TASK INSTRUCTIONS: Start at the line holding "Target: whale fluke notch". Write out that line and each one after it to the end of the data, unchanged.

SUPPLIED INFORMATION:
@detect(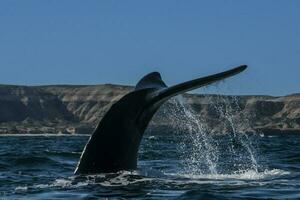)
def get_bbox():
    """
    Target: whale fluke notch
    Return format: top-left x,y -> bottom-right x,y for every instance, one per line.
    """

SOLUTION FOR THIS TASK:
    Target: whale fluke notch
    Return format: top-left x,y -> bottom-right x,y for every instance, one per line.
    """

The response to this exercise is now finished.